Record excerpts START
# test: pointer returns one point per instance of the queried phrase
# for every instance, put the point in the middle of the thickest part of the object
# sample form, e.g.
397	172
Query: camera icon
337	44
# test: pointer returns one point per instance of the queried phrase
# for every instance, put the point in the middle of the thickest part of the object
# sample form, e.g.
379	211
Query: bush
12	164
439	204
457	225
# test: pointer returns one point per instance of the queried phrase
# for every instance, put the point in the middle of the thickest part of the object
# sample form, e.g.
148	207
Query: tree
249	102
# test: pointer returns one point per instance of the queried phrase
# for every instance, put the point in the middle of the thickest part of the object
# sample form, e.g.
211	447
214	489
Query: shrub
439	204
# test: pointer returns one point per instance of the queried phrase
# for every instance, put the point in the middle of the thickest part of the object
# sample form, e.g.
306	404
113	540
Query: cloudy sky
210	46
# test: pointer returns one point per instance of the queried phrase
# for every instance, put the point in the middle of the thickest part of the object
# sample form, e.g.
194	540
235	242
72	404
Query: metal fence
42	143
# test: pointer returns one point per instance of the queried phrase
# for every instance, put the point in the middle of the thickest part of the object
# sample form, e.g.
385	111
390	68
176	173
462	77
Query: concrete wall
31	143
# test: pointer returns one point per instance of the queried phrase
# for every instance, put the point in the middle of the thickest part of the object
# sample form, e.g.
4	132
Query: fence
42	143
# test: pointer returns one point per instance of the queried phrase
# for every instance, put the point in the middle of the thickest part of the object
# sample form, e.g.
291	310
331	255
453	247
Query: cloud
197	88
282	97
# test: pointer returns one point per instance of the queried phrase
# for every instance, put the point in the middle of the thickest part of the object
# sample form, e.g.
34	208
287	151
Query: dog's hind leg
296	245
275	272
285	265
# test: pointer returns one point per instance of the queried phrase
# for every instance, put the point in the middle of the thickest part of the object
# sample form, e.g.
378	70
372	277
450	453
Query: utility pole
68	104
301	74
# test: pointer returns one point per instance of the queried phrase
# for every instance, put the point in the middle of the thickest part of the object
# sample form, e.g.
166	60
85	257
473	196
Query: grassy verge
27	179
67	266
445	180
Record excerpts END
To do — Every line above must be reproduced exactly as it stands.

Result of this task —
# test: pointer returns one point per instance of the queried phrase
# for every instance, put the point in the middle of the thickest part of the object
# sample form, e.g.
397	172
Query: camera icon
337	44
# test: pointer returns one point per instance of the queried phrase
# for every instance, put the point in the middle of the thickest part of the object
# sample form, e.g.
379	211
Query: bush
12	164
439	204
457	225
# test: pointer returns one point per instance of the queried phrase
# for every instance, put the point in the middle of the thickest part of the object
# sample form, e.g.
148	207
Query: tree
249	102
# test: pointer returns one point per instance of the queried phrase
# for every instance, put the point in the middle of the thickest part of the object
# sample form, e.g.
211	447
214	489
Query: shrub
439	204
# test: pointer returns one point per instance of the queried phrase
# for every instance, put the point in the middle of the thickest part of the object
# sample form, e.g.
306	404
113	540
Query: cloudy sky
210	46
# test: pointer returns one point per instance of the queried phrase
# for every instance, put the point in the middle of the thickest part of the object
# sample form, e.g.
194	540
235	242
72	404
Query: metal fence
42	143
# test: pointer returns one point per instance of the queried phrase
# for every instance, put the point in the middle of the thickest part of the object
# sample form, e.g.
385	111
390	68
176	173
462	77
Query: concrete wall
31	143
# test: pointer returns one point per instance of the queried phrase
# for every instance, put the point in the middle of the thickest part of the object
# sample form, e.g.
4	132
Query: fence
42	143
# test: pointer returns one point per instance of the queried phrase
# for every instance, put the point in the middle of the thickest part of the object
# sample form, e.g.
291	310
331	255
453	247
Query: cloud
197	88
282	97
# test: pointer returns one point per instance of the queried phrase
# for every instance, put the point in the middle of the thickest part of the object
# sample form, e.g.
34	208
287	151
Query: dog's hind leg
296	245
275	272
285	265
# test: pointer returns one point per instance of the queried phrase
# for every instance, put the point in the middle of the thickest part of the object
# sample form, e.g.
378	70
372	277
450	453
Query: utility pole
68	104
301	74
# test: pointer returns one point per instance of the queried phrase
# for every instance, put the point in the middle of the thickest part of the object
# sample form, e.g.
166	60
85	257
473	196
Query: grassy verge
27	179
67	266
445	180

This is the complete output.